> _Given request_
Reproduce the material below line for line, without changing anything, and leave out the pictures.

> _Records for the task_
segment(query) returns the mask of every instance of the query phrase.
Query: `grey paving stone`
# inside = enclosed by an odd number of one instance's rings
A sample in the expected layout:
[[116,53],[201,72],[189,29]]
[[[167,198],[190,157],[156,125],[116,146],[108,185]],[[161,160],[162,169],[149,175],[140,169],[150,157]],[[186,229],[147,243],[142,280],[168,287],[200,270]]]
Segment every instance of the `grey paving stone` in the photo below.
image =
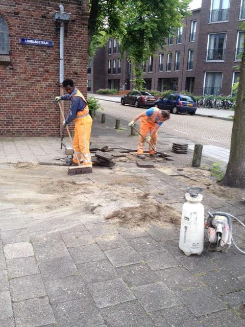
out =
[[153,312],[150,316],[156,327],[199,327],[199,321],[184,306]]
[[50,260],[70,255],[63,242],[45,243],[34,245],[33,247],[37,261]]
[[244,327],[244,319],[232,310],[225,310],[201,318],[201,327]]
[[13,303],[16,327],[37,327],[56,322],[47,297]]
[[70,248],[69,251],[76,264],[106,259],[97,244]]
[[30,236],[27,228],[4,230],[1,232],[2,239],[4,244],[15,243],[18,242],[28,242]]
[[119,276],[129,287],[160,281],[160,278],[146,264],[130,265],[116,268]]
[[151,236],[143,236],[135,239],[129,239],[128,242],[138,253],[157,251],[162,249],[162,247]]
[[65,233],[62,234],[62,237],[67,247],[75,247],[95,243],[94,239],[87,231]]
[[134,287],[132,291],[147,312],[180,304],[175,294],[162,282]]
[[9,281],[9,286],[15,302],[47,295],[40,274],[14,278]]
[[172,291],[181,291],[190,287],[201,286],[201,282],[182,267],[156,270],[159,278]]
[[0,270],[0,292],[9,289],[8,272],[7,270]]
[[46,279],[45,285],[51,303],[71,301],[89,295],[80,276]]
[[9,291],[0,293],[0,317],[1,319],[7,319],[13,317],[11,299]]
[[135,297],[121,278],[100,282],[88,286],[98,308],[135,299]]
[[111,234],[95,238],[102,250],[110,250],[122,246],[128,246],[129,243],[120,234]]
[[179,263],[168,251],[163,249],[141,253],[140,255],[153,270],[179,266]]
[[53,305],[59,327],[93,327],[104,323],[91,297]]
[[7,260],[6,263],[10,278],[34,275],[39,273],[34,256],[11,259]]
[[114,267],[132,265],[142,261],[142,259],[131,246],[105,251],[105,253]]
[[34,255],[32,244],[29,242],[19,242],[4,246],[6,259],[32,256]]
[[57,278],[78,274],[78,270],[70,256],[42,262],[38,266],[45,279]]
[[226,309],[224,302],[207,286],[176,292],[180,299],[196,317]]
[[108,327],[154,327],[151,318],[138,301],[104,308],[101,312]]
[[86,284],[108,281],[118,277],[115,268],[107,260],[87,262],[78,265],[77,267]]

> _Solution for this exercise_
segment(query) returns the mask of every instance of the query phrase.
Query: `grey paving stone`
# inside = enclosed by an odd number of one instance's rings
A sample in the expected layout:
[[116,53],[201,72],[189,29]]
[[[167,198],[190,157],[156,125],[116,146],[108,185]],[[161,160],[162,169],[149,175],[140,169],[150,157]],[[186,229],[147,243],[142,280],[168,287],[200,270]]]
Segment every instance of the `grey paving stone` in the photo below.
image =
out =
[[153,312],[150,316],[156,327],[199,327],[199,321],[184,306]]
[[50,260],[70,255],[63,242],[45,243],[34,245],[33,247],[37,261]]
[[244,327],[244,319],[232,310],[225,310],[201,318],[201,327]]
[[13,303],[16,327],[37,327],[56,322],[47,297]]
[[70,248],[69,251],[76,264],[106,259],[97,244]]
[[30,236],[27,228],[4,230],[1,232],[2,239],[4,244],[15,243],[18,242],[28,242]]
[[119,276],[129,287],[160,281],[160,278],[146,264],[130,265],[116,268]]
[[151,236],[143,236],[135,239],[129,239],[128,242],[138,253],[157,251],[162,249],[162,247]]
[[65,233],[62,234],[62,237],[67,247],[75,247],[95,243],[94,239],[87,231]]
[[134,287],[132,291],[147,312],[180,304],[175,294],[162,282]]
[[9,281],[9,286],[15,302],[47,295],[40,274],[14,278]]
[[172,291],[181,291],[190,287],[201,286],[201,282],[182,267],[156,270],[159,278]]
[[0,270],[0,292],[9,289],[8,272],[7,270]]
[[46,279],[45,285],[51,303],[71,301],[89,295],[80,276]]
[[9,291],[0,293],[0,317],[1,319],[7,319],[13,317],[11,299]]
[[135,297],[121,278],[100,282],[88,286],[98,308],[135,299]]
[[111,234],[95,238],[102,250],[110,250],[122,246],[128,246],[129,243],[120,234]]
[[179,263],[168,251],[163,249],[141,253],[140,255],[153,270],[179,266]]
[[53,305],[59,327],[93,327],[104,323],[91,297]]
[[7,260],[6,263],[10,278],[34,275],[39,273],[34,256],[11,259]]
[[114,267],[132,265],[142,261],[142,259],[131,246],[105,251],[105,253]]
[[34,255],[32,244],[29,242],[19,242],[4,246],[6,259],[32,256]]
[[57,278],[78,274],[78,270],[70,256],[42,262],[38,266],[45,279]]
[[226,309],[224,302],[207,286],[176,292],[180,299],[196,317]]
[[108,327],[154,327],[151,318],[138,301],[104,308],[101,312]]
[[86,284],[108,281],[118,277],[115,268],[107,260],[87,262],[78,265],[77,267]]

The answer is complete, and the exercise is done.